====== EXTRACTED INFORMATION

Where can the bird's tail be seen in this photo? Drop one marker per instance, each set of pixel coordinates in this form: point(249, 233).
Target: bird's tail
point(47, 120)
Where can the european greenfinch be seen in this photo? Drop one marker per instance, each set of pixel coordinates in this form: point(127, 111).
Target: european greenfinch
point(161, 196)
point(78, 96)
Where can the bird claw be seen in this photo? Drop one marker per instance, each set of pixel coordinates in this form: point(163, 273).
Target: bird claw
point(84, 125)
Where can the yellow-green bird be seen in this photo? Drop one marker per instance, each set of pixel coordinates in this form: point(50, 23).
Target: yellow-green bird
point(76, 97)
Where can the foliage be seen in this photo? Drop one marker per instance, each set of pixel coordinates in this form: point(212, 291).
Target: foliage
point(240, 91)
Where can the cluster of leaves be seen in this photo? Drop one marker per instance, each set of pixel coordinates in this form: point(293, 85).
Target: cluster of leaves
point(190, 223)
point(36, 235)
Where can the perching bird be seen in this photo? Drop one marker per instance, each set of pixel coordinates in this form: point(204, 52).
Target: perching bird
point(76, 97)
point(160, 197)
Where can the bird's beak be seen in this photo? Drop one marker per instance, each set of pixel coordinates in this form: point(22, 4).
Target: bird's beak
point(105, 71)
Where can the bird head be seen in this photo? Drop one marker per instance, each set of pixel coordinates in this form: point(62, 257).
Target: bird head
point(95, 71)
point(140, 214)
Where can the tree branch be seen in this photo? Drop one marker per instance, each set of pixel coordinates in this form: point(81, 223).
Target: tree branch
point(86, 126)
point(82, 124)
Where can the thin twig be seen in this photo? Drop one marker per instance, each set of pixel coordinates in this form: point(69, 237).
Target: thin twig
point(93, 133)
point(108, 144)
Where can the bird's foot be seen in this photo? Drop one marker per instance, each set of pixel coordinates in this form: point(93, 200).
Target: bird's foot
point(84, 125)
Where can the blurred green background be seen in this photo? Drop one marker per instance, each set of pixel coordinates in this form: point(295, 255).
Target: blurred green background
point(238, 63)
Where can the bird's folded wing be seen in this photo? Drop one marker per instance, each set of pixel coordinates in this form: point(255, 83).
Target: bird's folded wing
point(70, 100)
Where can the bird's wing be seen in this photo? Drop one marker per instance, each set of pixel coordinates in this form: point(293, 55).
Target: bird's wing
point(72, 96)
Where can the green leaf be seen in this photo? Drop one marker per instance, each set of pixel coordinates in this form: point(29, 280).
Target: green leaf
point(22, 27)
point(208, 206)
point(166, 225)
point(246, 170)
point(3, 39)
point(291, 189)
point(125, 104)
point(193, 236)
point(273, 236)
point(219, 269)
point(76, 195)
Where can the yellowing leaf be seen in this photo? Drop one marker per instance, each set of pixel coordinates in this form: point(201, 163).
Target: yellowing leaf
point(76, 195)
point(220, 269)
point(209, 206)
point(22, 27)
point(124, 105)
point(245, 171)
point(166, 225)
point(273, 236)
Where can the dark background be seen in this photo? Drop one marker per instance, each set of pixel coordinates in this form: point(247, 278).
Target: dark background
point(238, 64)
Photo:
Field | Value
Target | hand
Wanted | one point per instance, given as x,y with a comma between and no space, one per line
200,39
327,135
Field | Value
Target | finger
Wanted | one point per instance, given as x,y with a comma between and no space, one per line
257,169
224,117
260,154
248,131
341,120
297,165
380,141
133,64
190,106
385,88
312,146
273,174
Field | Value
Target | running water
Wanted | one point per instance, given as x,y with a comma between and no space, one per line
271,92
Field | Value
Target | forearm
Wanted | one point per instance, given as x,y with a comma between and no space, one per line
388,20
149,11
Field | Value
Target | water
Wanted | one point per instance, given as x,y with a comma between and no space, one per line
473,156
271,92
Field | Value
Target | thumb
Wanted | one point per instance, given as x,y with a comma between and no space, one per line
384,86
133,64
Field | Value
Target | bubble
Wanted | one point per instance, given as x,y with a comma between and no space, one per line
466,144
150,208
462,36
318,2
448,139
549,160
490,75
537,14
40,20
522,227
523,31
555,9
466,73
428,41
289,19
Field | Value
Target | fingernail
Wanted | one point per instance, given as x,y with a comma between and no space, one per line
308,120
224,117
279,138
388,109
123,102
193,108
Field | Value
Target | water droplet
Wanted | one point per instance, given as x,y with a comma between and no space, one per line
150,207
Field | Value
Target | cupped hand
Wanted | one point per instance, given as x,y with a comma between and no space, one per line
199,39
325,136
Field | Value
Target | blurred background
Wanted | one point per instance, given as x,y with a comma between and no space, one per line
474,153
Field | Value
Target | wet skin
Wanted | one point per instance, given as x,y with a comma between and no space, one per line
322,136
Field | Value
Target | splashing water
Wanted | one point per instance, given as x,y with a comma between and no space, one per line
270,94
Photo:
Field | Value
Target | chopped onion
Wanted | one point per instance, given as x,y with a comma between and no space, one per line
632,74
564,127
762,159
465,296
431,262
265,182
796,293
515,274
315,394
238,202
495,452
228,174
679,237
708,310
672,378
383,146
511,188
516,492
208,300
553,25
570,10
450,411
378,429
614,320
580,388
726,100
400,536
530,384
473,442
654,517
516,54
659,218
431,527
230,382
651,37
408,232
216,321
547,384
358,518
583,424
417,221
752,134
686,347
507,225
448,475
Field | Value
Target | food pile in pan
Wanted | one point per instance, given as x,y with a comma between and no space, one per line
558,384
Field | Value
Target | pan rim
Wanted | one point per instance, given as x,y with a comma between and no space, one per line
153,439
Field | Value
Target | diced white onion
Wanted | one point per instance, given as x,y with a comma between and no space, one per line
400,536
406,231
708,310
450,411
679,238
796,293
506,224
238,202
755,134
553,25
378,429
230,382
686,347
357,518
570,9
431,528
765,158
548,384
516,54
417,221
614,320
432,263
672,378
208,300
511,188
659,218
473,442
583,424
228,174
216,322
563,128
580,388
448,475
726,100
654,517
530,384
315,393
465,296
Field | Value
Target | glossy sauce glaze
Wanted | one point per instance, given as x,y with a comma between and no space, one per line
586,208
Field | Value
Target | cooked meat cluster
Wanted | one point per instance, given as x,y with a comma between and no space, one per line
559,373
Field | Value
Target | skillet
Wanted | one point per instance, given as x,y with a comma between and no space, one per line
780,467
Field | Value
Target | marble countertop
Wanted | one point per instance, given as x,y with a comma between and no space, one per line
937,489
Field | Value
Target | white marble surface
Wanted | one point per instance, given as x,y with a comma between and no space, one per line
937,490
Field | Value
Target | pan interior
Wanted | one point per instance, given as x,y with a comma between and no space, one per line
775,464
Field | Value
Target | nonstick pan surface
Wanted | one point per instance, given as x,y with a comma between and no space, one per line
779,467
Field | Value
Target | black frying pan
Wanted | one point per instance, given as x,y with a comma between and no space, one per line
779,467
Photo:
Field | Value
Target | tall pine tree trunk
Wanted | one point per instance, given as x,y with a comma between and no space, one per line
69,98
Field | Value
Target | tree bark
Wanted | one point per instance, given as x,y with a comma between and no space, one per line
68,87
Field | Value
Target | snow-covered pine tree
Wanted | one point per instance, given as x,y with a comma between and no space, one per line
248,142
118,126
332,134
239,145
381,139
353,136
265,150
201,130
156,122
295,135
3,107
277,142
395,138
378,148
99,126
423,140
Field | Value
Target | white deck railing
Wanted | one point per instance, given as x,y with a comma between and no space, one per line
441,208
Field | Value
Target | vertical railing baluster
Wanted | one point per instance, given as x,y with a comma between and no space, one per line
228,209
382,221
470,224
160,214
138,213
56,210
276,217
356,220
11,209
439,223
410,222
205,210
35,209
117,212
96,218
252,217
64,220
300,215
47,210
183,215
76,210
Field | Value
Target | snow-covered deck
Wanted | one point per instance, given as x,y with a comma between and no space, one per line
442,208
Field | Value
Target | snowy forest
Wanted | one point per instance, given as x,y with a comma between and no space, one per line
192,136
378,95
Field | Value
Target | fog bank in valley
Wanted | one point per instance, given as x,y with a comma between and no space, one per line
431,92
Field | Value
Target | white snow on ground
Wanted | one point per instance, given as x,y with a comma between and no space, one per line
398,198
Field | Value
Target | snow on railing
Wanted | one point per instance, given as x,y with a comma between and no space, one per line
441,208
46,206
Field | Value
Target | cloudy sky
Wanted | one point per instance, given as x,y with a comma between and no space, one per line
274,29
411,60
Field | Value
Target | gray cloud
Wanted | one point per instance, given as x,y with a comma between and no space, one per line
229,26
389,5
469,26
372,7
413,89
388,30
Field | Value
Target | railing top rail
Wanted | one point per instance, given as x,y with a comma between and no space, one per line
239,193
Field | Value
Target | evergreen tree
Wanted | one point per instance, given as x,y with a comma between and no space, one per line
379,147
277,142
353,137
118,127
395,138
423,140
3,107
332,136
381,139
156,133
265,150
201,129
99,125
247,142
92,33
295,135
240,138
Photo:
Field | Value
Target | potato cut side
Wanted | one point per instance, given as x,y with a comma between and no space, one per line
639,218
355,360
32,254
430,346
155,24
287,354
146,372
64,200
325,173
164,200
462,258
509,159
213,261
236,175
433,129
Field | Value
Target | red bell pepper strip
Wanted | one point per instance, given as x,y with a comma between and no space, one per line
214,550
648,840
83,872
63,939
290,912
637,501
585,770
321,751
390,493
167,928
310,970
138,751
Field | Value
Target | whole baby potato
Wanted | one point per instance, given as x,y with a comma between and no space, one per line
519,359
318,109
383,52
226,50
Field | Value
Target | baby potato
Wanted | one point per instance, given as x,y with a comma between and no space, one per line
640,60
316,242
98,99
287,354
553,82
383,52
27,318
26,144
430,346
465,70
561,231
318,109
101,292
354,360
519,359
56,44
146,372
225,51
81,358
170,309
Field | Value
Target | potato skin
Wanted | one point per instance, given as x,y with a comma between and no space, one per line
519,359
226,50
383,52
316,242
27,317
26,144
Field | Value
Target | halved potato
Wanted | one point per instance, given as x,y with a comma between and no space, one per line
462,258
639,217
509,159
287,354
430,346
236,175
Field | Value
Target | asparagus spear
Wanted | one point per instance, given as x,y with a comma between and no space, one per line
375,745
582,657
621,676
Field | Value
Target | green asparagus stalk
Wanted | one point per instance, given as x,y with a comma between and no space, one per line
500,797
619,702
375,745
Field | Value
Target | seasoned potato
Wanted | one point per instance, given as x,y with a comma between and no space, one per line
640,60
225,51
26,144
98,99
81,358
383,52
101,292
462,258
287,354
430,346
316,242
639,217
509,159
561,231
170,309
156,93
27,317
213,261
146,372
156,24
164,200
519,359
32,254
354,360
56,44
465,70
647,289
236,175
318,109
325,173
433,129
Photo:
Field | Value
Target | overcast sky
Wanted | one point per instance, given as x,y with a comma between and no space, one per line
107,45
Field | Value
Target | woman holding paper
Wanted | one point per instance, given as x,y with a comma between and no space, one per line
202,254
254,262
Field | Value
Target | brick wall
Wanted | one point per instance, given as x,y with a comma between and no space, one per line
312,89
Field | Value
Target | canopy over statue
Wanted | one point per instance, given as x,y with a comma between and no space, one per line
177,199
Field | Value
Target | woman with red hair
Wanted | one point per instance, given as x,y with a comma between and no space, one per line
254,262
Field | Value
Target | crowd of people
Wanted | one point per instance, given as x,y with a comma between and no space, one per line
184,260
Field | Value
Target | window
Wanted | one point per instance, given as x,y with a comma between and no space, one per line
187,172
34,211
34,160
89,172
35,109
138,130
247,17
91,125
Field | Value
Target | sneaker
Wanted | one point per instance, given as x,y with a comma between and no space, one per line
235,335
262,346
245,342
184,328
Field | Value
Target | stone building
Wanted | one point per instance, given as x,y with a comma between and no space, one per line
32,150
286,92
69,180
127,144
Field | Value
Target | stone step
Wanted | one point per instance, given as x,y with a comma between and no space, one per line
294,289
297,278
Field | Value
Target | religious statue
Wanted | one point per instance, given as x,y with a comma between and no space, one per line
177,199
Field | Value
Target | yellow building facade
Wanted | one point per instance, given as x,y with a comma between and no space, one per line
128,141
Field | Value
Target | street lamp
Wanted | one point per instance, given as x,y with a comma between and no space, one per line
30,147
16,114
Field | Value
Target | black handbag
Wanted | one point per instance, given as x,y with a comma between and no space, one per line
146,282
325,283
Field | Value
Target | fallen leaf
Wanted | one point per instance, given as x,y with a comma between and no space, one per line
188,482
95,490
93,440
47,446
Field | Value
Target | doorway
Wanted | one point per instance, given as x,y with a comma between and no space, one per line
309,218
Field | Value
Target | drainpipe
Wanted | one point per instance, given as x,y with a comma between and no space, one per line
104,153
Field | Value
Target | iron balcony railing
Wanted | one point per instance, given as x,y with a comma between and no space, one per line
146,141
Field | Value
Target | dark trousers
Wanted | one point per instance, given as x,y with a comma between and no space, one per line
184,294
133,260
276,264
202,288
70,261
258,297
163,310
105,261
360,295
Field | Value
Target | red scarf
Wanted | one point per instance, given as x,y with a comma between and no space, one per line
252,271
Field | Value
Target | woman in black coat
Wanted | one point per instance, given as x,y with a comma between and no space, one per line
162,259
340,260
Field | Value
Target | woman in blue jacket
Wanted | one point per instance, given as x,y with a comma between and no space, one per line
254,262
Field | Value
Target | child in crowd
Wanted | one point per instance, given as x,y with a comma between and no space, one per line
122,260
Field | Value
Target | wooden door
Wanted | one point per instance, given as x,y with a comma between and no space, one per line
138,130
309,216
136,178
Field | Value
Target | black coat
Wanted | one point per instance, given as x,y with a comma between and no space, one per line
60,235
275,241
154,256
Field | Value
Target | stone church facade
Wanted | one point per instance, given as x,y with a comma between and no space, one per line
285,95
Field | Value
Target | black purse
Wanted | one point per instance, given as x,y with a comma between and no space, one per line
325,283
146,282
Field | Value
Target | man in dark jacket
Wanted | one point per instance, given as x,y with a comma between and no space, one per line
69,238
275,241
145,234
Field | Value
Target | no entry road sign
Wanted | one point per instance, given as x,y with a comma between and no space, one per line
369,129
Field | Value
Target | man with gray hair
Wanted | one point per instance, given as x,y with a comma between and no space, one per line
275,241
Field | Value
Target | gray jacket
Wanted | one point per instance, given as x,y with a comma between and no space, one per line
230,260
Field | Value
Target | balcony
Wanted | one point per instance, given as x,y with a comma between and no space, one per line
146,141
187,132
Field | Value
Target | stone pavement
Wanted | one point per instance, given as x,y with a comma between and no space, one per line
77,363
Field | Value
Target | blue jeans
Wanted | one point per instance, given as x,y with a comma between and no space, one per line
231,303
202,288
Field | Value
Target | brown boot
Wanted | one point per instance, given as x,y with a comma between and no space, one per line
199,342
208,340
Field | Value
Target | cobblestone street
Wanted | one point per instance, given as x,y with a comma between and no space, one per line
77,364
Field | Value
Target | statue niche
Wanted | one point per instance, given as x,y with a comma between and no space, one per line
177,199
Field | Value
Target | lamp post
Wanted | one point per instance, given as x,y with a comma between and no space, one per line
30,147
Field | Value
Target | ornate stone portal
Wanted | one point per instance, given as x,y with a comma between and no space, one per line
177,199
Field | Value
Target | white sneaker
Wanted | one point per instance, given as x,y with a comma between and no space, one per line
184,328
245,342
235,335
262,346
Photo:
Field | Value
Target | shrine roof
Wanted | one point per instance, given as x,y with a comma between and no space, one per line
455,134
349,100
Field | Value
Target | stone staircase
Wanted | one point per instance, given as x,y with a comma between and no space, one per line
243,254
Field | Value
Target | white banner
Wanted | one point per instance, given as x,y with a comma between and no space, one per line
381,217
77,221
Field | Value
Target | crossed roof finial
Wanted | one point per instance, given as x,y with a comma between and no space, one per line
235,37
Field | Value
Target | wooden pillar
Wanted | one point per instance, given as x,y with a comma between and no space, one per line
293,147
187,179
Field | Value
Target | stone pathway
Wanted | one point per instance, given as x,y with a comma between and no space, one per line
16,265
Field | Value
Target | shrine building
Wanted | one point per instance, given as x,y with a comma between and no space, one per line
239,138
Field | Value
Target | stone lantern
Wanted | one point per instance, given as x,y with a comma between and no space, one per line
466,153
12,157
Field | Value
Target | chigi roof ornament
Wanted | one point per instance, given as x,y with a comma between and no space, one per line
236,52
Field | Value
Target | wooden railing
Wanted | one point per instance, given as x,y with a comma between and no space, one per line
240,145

============

▶ GOAL OF THE EXERCISE
Determine the number of lines in the data that include the word "balcony", and provide that number without comment.

▶ OUTPUT OF THE EXERCISE
2